Give back all of the data exactly as it appears here.

(EXERCISE DATA):
# # # #

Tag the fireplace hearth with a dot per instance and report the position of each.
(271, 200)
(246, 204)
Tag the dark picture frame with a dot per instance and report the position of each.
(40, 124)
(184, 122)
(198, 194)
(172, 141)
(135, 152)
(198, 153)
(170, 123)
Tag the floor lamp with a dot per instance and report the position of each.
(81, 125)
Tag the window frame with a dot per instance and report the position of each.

# # # #

(EXERCISE RESULT):
Tag the fireplace hearth with a dot per instance and report the position of each.
(271, 200)
(246, 204)
Tag the dark picture frame with a dot per instance and report the position of each.
(40, 124)
(184, 122)
(198, 194)
(172, 141)
(135, 152)
(198, 153)
(170, 123)
Tag the floor lamp with a dot per instance and report the position of each.
(81, 125)
Tag the window frame with a dot per instance and report the position of each.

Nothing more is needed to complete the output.